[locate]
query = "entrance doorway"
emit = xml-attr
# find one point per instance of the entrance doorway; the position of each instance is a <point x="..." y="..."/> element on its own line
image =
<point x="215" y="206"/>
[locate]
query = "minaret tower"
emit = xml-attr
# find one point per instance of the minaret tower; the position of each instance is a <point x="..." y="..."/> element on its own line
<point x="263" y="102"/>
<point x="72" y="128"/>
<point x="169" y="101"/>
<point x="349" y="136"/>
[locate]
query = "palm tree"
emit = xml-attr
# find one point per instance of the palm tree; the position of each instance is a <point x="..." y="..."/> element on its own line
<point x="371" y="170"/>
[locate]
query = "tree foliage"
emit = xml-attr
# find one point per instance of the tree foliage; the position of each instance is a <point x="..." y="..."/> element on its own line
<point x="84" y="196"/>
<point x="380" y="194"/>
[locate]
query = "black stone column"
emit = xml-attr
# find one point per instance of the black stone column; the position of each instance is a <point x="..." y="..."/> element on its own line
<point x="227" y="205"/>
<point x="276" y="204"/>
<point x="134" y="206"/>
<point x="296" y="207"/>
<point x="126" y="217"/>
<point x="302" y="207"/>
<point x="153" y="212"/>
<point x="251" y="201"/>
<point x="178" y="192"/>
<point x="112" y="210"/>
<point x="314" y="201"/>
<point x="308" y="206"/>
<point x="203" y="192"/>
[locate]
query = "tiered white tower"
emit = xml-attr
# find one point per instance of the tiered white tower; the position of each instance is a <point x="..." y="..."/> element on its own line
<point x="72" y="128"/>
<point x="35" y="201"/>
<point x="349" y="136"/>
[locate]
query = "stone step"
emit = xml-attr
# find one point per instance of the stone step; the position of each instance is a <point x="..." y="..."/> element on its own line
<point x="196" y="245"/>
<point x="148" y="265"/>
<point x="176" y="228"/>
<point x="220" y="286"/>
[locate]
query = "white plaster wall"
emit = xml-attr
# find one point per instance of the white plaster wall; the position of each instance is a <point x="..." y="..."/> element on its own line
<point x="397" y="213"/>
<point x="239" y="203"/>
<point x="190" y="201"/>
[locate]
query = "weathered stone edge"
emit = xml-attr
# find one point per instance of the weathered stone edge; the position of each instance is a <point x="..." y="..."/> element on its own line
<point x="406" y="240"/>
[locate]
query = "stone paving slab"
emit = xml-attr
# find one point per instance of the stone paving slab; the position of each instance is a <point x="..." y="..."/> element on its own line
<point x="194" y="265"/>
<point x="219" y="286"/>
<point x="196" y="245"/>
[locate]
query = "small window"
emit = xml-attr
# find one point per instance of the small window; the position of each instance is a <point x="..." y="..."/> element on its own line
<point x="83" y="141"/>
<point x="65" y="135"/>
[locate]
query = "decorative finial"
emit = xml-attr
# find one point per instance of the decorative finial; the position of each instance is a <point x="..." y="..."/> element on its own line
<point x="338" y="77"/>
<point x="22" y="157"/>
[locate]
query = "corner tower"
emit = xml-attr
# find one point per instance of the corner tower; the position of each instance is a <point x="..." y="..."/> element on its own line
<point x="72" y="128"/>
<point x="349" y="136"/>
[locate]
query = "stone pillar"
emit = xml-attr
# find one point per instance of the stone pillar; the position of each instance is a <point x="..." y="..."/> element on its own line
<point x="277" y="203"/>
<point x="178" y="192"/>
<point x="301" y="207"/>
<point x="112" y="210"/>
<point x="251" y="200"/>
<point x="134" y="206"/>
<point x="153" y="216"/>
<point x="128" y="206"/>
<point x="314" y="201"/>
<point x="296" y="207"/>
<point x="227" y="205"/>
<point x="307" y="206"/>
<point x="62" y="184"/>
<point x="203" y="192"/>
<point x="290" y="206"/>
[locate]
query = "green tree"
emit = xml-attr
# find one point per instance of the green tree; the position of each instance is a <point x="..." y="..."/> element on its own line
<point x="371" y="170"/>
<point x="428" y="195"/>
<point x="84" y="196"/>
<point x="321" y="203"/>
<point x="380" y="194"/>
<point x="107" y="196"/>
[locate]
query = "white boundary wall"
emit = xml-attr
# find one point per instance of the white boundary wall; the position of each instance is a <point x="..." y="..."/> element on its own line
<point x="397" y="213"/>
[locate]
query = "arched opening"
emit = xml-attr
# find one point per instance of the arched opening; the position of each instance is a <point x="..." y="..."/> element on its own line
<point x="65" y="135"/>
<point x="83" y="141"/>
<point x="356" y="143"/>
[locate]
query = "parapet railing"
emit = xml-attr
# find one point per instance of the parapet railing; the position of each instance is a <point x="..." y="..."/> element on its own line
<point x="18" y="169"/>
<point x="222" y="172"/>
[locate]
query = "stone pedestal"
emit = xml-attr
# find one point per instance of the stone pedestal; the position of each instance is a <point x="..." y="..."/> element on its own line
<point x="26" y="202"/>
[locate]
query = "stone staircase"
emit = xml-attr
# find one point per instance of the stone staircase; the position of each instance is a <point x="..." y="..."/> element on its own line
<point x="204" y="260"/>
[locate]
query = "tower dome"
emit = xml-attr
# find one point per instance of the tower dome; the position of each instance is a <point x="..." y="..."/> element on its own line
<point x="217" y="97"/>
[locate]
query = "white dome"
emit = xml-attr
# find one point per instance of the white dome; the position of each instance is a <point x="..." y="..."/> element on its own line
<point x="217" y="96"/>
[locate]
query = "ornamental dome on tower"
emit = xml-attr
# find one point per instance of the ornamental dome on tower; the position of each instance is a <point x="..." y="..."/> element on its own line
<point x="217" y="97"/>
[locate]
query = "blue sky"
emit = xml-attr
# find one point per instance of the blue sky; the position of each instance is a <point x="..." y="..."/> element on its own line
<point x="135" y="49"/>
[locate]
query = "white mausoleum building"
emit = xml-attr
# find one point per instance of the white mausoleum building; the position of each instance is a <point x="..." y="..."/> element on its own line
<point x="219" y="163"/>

● **WHAT YOU SHOULD DO**: Write out the complete set of records exactly as given.

● **RESPONSE TO THIS EXERCISE**:
[locate]
query = "entrance doorway"
emit = xml-attr
# find one point per instance of the entrance doorway; the position of each instance is a <point x="..." y="..."/> element on its own line
image =
<point x="215" y="206"/>
[locate]
query = "minaret tower"
emit = xml-attr
# find one point per instance of the minaret tower; the position of each instance is a <point x="..." y="..."/> element on its own line
<point x="263" y="102"/>
<point x="72" y="128"/>
<point x="169" y="101"/>
<point x="349" y="136"/>
[locate]
query = "palm tree"
emit = xml-attr
# find one point per instance of the palm tree; the position of each instance is a <point x="..." y="..."/> element on its own line
<point x="371" y="170"/>
[locate]
query = "tree foliage"
emit = xml-attr
# find one point per instance of the tree foliage; the position of each instance is a <point x="..." y="..."/> element on its own line
<point x="84" y="196"/>
<point x="380" y="194"/>
[locate]
query = "black stone column"
emit = xml-attr
# find one point per instance of the black stone column; the position of each instance is a <point x="..." y="..."/> element on its own line
<point x="227" y="205"/>
<point x="276" y="204"/>
<point x="134" y="206"/>
<point x="296" y="207"/>
<point x="126" y="217"/>
<point x="302" y="207"/>
<point x="153" y="212"/>
<point x="251" y="201"/>
<point x="178" y="192"/>
<point x="112" y="210"/>
<point x="314" y="201"/>
<point x="308" y="206"/>
<point x="203" y="192"/>
[locate]
query = "tiered white tower"
emit = xml-attr
# find one point per instance of the tiered white tower; the position of each instance is a <point x="..." y="..."/> element on its own line
<point x="72" y="128"/>
<point x="35" y="201"/>
<point x="349" y="136"/>
[locate]
query = "stone step"
emit = xml-attr
# find one point per instance of the stone step; the position of each instance is a <point x="..." y="..."/> element on its own line
<point x="196" y="245"/>
<point x="148" y="265"/>
<point x="176" y="228"/>
<point x="220" y="286"/>
[locate]
query = "white plaster wall"
emit = xml-attr
# find one point per instance of the white plaster wall; the position of each instance is a <point x="..." y="..."/> element on its own line
<point x="397" y="213"/>
<point x="239" y="203"/>
<point x="190" y="201"/>
[locate]
query = "weathered stone edge"
emit = xml-attr
# find one point per instance of the weathered stone edge; the position of each instance is a <point x="..." y="..."/> element on its own line
<point x="406" y="240"/>
[locate]
query = "stone paving slab"
emit = xml-attr
# find one point per instance of the stone paving slab; the position of each instance is a <point x="..." y="..."/> element on its own line
<point x="194" y="265"/>
<point x="219" y="286"/>
<point x="196" y="245"/>
[locate]
query = "small window"
emit = xml-attr
# find one point per instance of the small window; the position of each instance is a <point x="..." y="..."/> element on its own line
<point x="83" y="141"/>
<point x="65" y="135"/>
[locate]
query = "decorative finial"
emit = xml-attr
# find one point per instance of the decorative finial; the position of each instance is a <point x="..." y="..."/> element on its own line
<point x="338" y="77"/>
<point x="22" y="157"/>
[locate]
query = "corner tower"
emit = xml-attr
# find one point per instance of the corner tower; the position of each instance is a <point x="..." y="..."/> element on its own line
<point x="72" y="128"/>
<point x="349" y="136"/>
[locate]
query = "stone pillar"
emit = xml-attr
# find one point per instance of the stone pillar; the position of each instance is a <point x="..." y="..."/> element on its own line
<point x="277" y="203"/>
<point x="178" y="192"/>
<point x="301" y="207"/>
<point x="112" y="210"/>
<point x="251" y="200"/>
<point x="134" y="206"/>
<point x="153" y="216"/>
<point x="128" y="206"/>
<point x="314" y="201"/>
<point x="296" y="207"/>
<point x="227" y="205"/>
<point x="307" y="206"/>
<point x="62" y="184"/>
<point x="203" y="192"/>
<point x="290" y="206"/>
[locate]
query = "green tree"
emit = xml-attr
# find one point per instance of the green tree; the position of each instance is a <point x="..." y="..."/> element on its own line
<point x="371" y="170"/>
<point x="428" y="195"/>
<point x="84" y="196"/>
<point x="321" y="203"/>
<point x="380" y="194"/>
<point x="107" y="196"/>
[locate]
query = "white boundary wall"
emit = xml-attr
# find one point per instance of the white boundary wall; the position of each instance is a <point x="..." y="..."/> element on its own line
<point x="397" y="213"/>
[locate]
query = "arched opening"
emit = xml-attr
# find one point per instance of the arched opening; the position of each instance is a <point x="..." y="..."/> element on its own line
<point x="65" y="135"/>
<point x="83" y="141"/>
<point x="356" y="143"/>
[locate]
query = "parapet railing"
emit = xml-attr
# find one point per instance of the parapet railing; the position of each instance is a <point x="..." y="..."/> element on its own line
<point x="18" y="169"/>
<point x="222" y="172"/>
[locate]
query = "stone pedestal"
emit = xml-attr
# find one point per instance of the stone pedestal; the position of each instance is a <point x="..." y="..."/> element on its own line
<point x="26" y="202"/>
[locate]
query = "stone staircase"
emit = xml-attr
# find one point per instance of the stone staircase; the position of each instance is a <point x="..." y="..."/> element on its own line
<point x="204" y="260"/>
[locate]
query = "tower dome"
emit = xml-attr
# find one point per instance of the tower dome; the position of each instance is a <point x="..." y="..."/> element on its own line
<point x="217" y="97"/>
[locate]
query = "white dome"
emit = xml-attr
# find one point per instance of the white dome; the position of each instance is a <point x="..." y="..."/> element on its own line
<point x="217" y="96"/>
[locate]
query = "ornamental dome on tower"
emit = xml-attr
# find one point per instance of the ornamental dome on tower; the position of each instance is a <point x="..." y="..."/> element on its own line
<point x="217" y="97"/>
[locate]
query = "blue sky"
emit = xml-attr
# find one point per instance of the blue sky; the position of each instance is a <point x="..." y="..."/> element on its own line
<point x="135" y="49"/>
[locate]
query = "white mausoleum building"
emit = xml-attr
# find one point per instance of the white mausoleum building; the position of each instance is a <point x="..." y="..."/> element on its own line
<point x="219" y="163"/>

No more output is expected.